Exploratory data analysis:
Forward varrank analysis
airquality.varrank <- varrank(data.df = (data.frame(lapply(airquality[complete.cases(airquality), ], as.numeric))), method = "estevez", variable.important = "Ozone", discretization.method = "sturges", algorithm = "forward", scheme = "mid", verbose = FALSE)
airquality.varrank
#> [1] "Temp" "Wind" "Day" "Solar.R" "Month"
plot(airquality.varrank)
This is US data (1997-2002) from police-reported car crashes in which there was a harmful event (people or property) and from which at least one vehicle was towed. This dataset (Maindonald and Braun 2014) contains 15 variables with 26’217 observations. The varrank forward search is performed using “peng” model.
data(nassCDS)
nassCDS.varrank <- varrank(data.df = nassCDS, method = "peng", variable.important = "dead", discretization.method = "sturges", algorithm = "forward", scheme = "mid", verbose = FALSE)

Dataset content
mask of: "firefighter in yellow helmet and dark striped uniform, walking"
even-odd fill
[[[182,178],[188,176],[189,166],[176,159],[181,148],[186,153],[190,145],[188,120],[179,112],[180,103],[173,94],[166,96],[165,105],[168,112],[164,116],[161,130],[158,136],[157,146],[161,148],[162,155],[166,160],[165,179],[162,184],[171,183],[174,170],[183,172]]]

Tasks
(A) Copy the varrank passage starting with "This is US data" and going on through "data(nassCDS)", renaming "towed" as "hauled away".
(B) Put this sentence from the varrank passage into Spanish: "This dataset (Maindonald and Braun 2014) contains 15 variables with 26’217 observations."
The listing was taken from a different source than the varrank passage.

Outputs in order
(A)
This is US data (1997-2002) from police-reported car crashes in which there was a harmful event (people or property) and from which at least one vehicle was hauled away. This dataset (Maindonald and Braun 2014) contains 15 variables with 26’217 observations. The varrank forward search is performed using “peng” model.
data(nassCDS)

(B) Este conjunto de datos (Maindonald y Braun 2014) contiene 15 variables con 26’217 observaciones.